Task to complete -
The task calls for each line of the records below in which the word "rough" appears.
══ Records provided ══
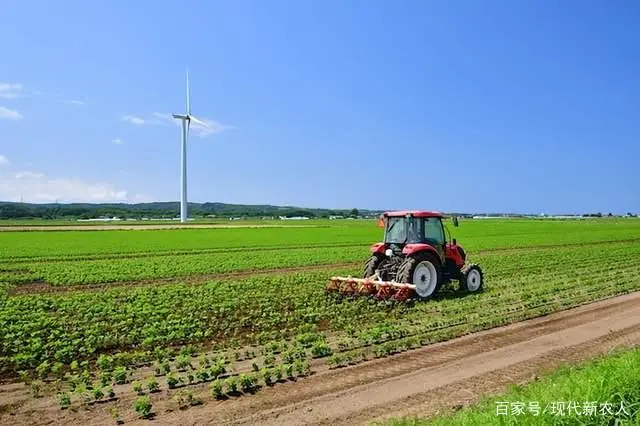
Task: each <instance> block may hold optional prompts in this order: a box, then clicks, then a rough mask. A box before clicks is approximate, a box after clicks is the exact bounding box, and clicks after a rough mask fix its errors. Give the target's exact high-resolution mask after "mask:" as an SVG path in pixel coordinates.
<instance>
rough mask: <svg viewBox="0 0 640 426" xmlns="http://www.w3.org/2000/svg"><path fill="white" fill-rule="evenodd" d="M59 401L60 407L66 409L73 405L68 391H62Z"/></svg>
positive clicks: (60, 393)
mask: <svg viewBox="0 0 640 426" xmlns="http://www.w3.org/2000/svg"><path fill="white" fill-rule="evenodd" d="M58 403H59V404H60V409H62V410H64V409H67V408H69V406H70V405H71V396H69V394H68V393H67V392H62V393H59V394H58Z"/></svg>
═══
Written solution -
Task: each <instance> block may hold optional prompts in this order: a box, then clicks, then a rough mask. A box before clicks is approximate, a box after clicks is the exact bounding box, and clicks after a rough mask fix its errors. Give the target's exact high-resolution mask after "mask:" as an SVG path in pixel coordinates.
rough mask: <svg viewBox="0 0 640 426" xmlns="http://www.w3.org/2000/svg"><path fill="white" fill-rule="evenodd" d="M59 401L60 407L66 409L73 405L68 391H62Z"/></svg>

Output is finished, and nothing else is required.